> Document extract
Segment Open
Invokana (Canagliflozin) - Oral

What Is Invokana?

Invokana (canagliflozin) is a prescription oral medication used to help lower blood sugar in adults with type 2 diabetes.

It can also be used to reduce heart- or kidney-related risks if you have type 2 diabetes and established heart disease or diabetes-related kidney problems, respectively.

Invokana is a sodium-glucose cotransporter 2 (SGLT2) inhibitor. It works by blocking the SGLT2. Cotransporters are proteins that allow different molecules to transport from one place to another in the body. SGLT2 is responsible for reabsorbing most of the blood sugar filtered by the kidney. This medication helps control your blood sugar by blocking the reabsorption of glucose (sugar) back to the body, leading to more blood sugar being excreted in the urine.

Invokana is available as a tablet to be taken by mouth.
Segment Closed
(Collected data)
Segment Open
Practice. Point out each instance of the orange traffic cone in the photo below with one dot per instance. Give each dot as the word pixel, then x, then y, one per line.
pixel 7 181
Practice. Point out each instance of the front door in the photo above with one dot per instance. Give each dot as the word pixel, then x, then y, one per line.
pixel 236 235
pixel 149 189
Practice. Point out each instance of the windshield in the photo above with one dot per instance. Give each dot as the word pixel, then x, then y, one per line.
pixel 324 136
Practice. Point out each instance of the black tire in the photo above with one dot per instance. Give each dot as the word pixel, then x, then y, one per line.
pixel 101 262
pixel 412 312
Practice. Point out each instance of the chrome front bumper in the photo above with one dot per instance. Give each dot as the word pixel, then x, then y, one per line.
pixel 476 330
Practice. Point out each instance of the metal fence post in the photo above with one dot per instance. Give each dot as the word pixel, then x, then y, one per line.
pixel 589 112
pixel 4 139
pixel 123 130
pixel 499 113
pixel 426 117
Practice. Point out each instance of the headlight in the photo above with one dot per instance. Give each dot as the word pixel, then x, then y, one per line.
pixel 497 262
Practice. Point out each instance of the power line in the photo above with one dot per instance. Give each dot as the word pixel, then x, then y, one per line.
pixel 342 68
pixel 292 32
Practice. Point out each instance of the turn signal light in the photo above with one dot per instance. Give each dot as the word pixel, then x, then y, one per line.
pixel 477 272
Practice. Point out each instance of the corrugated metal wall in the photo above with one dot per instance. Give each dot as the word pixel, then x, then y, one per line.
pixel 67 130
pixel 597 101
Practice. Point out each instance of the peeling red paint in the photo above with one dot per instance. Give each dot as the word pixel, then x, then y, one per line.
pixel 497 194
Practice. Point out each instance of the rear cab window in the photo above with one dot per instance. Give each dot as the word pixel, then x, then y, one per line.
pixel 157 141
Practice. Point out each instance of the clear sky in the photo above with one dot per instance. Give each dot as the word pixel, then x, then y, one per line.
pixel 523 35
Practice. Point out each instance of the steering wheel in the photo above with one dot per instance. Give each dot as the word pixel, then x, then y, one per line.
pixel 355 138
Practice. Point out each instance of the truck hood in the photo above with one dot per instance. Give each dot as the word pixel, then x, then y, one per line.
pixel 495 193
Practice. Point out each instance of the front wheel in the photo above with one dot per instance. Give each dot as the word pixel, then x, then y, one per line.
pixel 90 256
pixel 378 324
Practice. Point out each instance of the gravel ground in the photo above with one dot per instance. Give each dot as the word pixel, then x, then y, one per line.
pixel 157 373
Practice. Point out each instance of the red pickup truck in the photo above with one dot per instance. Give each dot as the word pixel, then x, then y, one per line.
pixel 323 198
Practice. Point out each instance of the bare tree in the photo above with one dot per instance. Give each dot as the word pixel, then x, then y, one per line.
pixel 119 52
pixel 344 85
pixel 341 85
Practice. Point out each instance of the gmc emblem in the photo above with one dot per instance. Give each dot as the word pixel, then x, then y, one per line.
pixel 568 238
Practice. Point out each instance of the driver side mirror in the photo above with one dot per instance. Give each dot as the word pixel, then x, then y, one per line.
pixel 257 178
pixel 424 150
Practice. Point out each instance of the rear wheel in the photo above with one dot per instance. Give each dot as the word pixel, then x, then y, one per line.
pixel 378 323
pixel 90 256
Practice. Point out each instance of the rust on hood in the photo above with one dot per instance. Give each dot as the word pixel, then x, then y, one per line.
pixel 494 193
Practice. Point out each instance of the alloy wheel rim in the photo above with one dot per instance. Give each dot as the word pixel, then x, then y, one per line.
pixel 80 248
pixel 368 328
Segment Closed
> Work request A
Answer these questions from the Invokana text:
(i) What class of drug is Invokana?
(ii) In what form is Invokana available?
(iii) What organ filters the blood sugar that SGLT2 reabsorbs?
> Work request B
Reproduce word for word the stretch of the Invokana text from "Invokana (Canagliflozin) - Oral" through "kidney problems, respectively.".

> Your solution A
(i) A sodium-glucose cotransporter 2 (SGLT2) inhibitor
(ii) As a tablet taken by mouth
(iii) The kidney

> Your solution B
Invokana (Canagliflozin) - Oral

What Is Invokana?

Invokana (canagliflozin) is a prescription oral medication used to help lower blood sugar in adults with type 2 diabetes.

It can also be used to reduce heart- or kidney-related risks if you have type 2 diabetes and established heart disease or diabetes-related kidney problems, respectively.